Saved entries:
━━━━
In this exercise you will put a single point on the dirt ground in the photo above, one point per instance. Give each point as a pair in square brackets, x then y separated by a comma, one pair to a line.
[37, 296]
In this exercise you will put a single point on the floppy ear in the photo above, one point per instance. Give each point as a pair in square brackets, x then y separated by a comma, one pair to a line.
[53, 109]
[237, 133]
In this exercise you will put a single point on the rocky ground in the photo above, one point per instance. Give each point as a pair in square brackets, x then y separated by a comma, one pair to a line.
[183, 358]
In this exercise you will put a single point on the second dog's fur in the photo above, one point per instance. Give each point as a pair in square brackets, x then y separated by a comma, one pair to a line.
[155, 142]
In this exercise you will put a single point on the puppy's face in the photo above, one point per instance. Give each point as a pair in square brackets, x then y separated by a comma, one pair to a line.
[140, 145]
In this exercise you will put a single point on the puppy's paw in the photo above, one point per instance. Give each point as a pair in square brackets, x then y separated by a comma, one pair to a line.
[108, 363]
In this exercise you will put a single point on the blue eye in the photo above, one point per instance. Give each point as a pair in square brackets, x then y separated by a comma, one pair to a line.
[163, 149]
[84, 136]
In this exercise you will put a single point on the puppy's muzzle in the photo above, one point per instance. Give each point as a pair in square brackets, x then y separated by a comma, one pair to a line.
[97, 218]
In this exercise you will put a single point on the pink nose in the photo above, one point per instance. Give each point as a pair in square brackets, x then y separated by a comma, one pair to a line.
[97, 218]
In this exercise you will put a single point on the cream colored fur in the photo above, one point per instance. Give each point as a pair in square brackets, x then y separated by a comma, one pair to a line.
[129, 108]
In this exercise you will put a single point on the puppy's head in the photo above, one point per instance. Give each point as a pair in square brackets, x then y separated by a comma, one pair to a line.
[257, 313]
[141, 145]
━━━━
• _How to complete this task_
Every entry above should be retyped exactly as shown.

• _Worked solution_
In this exercise you will put a single point on the dirt ground in the photo above, one point per instance. Give each point as a pair in square brackets, x then y separated by a comma, one pair to a line.
[37, 296]
In this exercise you will put a single point on the floppy ear in the photo above, one point per instance. Give each point as a pair in square brackets, x then y separated by a comma, one pair to a line.
[53, 109]
[237, 133]
In this exercise you will put a single point on the rocky ground in the photo above, one point per instance. Give each point as a pair in square brackets, x then y separated by a comma, one pair to a line.
[183, 358]
In this exercise you will put a single point on the second dog's fur in the photo above, one point per instance. Give each point as a pair in square brackets, x then y separated by a comma, one pair to a line.
[155, 142]
In this exercise you will put a single point on the puppy's face in the photo above, one point per instance. Give each point as a pair in square brackets, x then y separated by a comma, one pair to a line.
[140, 145]
In this exercise you will put a single point on the puppy's paw in the photo above, one point per instance. Give each point as a pair in square brackets, x then y separated by a comma, one pair to a line.
[108, 363]
In this exercise you will put a single point on the blue eye in the photo above, one point per instance. Give each point as a pair in square brackets, x then y separated by a comma, one pair to a line.
[163, 149]
[84, 136]
In this exercise you will put a single point on the puppy's muzzle in the photo above, one point per instance. Give each point as a pair in square brackets, x then y separated by a comma, one pair to a line.
[97, 218]
In this exercise you will put a single point on the pink nose in the photo above, one point per instance. Give each point as a pair in square brackets, x then y separated by a comma, one pair to a line.
[97, 218]
In this exercise you will put a single point on the cream colored fur in the photo above, one point per instance. Give each point as a pair in square brackets, x then y separated by a comma, one pair to a line.
[129, 108]
In this exercise you will put a single point on the puppy's head in the photo above, one point per instance. Give each point as a pair in square brackets, x then y separated by a comma, one pair to a line.
[257, 313]
[141, 145]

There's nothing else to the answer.